The Dong ethnic group, one of the fifty-six ethnicities in China, is typically a part of inland group. Its residents dwell in the southwestern part of China, around the joint region of Sanshengpo, a mountain worshiped by locals among the provinces of Hunan, Guizhou, and Guangxi (the autonomous area of Zhuang ethnic group). It also has inhabitants scattered in Hubei Province (the autonomous area of Tujia and Miao ethnic groups in Enshi Prefecture).
The Dong ethnic language, which branches off from the Kam-Tai language group of the Sino-Tibetan language family, is widely used in their daily life. The Dong people primarily engage in agriculture and rice planting. At the same time, they also participate in forestry. In Ming and Qing dynasties, they provided wood to build the Palace Museum. It is commonly believed that the Dong ethnic group developed from the ancient Baiyue ethnic group.
Dong boys and girls have different types of coming-of-age ceremonies. Eighteen-year-old fir tree is a sign of girls growing up, but boys have to roll in a muddy field to declare their adulthood.
The Dong people plant trees and hang ornaments on the trees. It is common to see big old trees in front of the village gate and a flower bridge with ornamental red ribbons tied around for the worship of peace and safety. These old trees are treated sacredly by the locals as their second parents. Owning various kinds of fir trees, Dong areas enjoy the reputation for being the hometown of firs. In Guizhou Province, Dong people plant fir trees for the newly born girls in their family. When the girl is eighteen years old, the fir trees are made into furniture as dowry. In Dong areas, the bride’s family gives a whole set of wooden furniture as dowry, and the bridegroom pays the carpenter. Planting fir trees for eighteen years was commonly for girls’ coming-of-age ceremony. Some other ethnic groups, including the Miao and Tujia groups have the similar rituals, too.

— Work task —
List every ethnic group other than the Dong that the passage on the Dong ethnic group names.

— Data to examine —
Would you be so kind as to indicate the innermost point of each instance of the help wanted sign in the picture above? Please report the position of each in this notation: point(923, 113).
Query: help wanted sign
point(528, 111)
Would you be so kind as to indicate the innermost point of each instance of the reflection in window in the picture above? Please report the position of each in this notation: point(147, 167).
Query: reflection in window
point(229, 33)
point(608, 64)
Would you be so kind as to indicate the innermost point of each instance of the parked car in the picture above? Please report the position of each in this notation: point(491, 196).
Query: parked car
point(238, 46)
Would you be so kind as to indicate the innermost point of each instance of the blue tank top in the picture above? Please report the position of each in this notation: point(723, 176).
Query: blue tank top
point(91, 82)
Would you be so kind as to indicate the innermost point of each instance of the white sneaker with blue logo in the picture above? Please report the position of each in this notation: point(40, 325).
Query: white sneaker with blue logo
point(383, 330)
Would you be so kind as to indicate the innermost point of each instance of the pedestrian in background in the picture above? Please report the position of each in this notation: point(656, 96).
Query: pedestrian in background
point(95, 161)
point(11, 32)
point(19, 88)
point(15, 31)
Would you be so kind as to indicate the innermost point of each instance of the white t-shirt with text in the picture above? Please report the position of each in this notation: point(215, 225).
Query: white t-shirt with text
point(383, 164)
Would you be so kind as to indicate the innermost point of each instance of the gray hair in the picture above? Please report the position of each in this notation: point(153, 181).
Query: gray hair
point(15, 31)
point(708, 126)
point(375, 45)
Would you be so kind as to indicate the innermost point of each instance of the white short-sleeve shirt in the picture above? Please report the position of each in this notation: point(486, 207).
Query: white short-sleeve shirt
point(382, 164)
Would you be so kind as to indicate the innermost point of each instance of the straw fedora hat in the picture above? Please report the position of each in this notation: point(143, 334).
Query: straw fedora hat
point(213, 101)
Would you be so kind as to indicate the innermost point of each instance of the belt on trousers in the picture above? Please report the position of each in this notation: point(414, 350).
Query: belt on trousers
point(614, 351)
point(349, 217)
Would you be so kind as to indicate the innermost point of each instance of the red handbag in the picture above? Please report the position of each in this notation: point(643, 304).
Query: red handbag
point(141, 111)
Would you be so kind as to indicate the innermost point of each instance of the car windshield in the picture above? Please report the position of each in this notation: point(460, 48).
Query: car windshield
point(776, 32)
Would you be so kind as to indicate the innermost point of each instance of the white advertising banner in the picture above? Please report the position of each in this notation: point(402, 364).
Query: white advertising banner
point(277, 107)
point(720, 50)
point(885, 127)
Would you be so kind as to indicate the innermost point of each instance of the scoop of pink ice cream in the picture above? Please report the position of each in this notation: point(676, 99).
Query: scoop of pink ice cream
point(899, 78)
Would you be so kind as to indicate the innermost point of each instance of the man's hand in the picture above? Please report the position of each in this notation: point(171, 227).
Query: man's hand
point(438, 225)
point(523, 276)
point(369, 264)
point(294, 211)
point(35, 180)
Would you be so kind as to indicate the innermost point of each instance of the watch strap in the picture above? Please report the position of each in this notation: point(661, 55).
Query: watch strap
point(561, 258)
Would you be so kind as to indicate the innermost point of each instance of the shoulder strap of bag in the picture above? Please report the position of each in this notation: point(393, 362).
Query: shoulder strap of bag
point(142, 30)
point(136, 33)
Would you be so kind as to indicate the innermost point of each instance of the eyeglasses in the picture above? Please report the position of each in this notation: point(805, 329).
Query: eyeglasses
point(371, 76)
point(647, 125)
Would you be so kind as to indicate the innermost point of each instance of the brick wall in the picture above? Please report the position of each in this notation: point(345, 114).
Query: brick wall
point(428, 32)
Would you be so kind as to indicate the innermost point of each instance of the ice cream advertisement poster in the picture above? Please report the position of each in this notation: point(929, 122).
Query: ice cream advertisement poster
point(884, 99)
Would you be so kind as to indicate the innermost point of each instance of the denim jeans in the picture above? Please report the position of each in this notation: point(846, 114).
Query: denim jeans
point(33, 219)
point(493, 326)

— Answer to the exercise —
Zhuang, Tujia, Miao, Baiyue